:: ASSIGNED TASK ::
The answer should contain only the lines running from the line with "Task: in the photo above, where can the paving" to the end of the material, reproduced verbatim.

:: SUPPLIED INFORMATION ::

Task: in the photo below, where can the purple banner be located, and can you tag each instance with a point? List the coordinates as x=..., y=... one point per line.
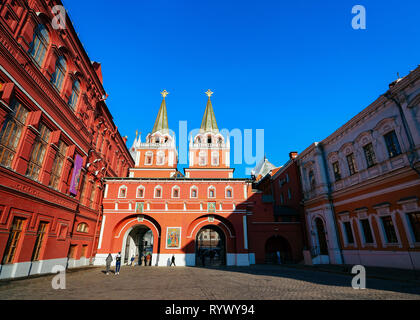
x=75, y=179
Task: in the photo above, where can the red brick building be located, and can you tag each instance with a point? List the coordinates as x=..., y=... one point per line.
x=203, y=217
x=199, y=217
x=57, y=143
x=277, y=224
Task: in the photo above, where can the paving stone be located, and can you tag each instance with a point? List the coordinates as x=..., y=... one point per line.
x=188, y=283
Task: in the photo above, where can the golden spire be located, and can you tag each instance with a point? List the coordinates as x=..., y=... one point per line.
x=164, y=93
x=209, y=93
x=209, y=119
x=161, y=123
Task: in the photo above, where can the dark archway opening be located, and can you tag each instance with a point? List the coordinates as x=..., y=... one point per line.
x=210, y=248
x=139, y=244
x=322, y=238
x=278, y=251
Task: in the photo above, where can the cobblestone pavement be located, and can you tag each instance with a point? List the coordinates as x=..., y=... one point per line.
x=188, y=283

:: ANSWER AREA ::
Task: in the photo above, where can the paving stone be located, and can you tag each instance with a point? List the coordinates as x=..., y=... one point per line.
x=188, y=283
Task: in the photo above, where can the golden spire be located, and can you tag each instance with a point? List the coordinates as x=..., y=... one point per line.
x=164, y=93
x=209, y=93
x=209, y=119
x=161, y=123
Task: in the photo above, where can the dark archway opening be located, and can you tag each instance with a point? List the coordinates as x=..., y=... one point per line.
x=210, y=248
x=139, y=244
x=322, y=238
x=278, y=251
Task: in the photo above, where can the cobblestone pavement be located, and can you tag each instance with a point? List the coordinates as x=..., y=... one point per line.
x=188, y=283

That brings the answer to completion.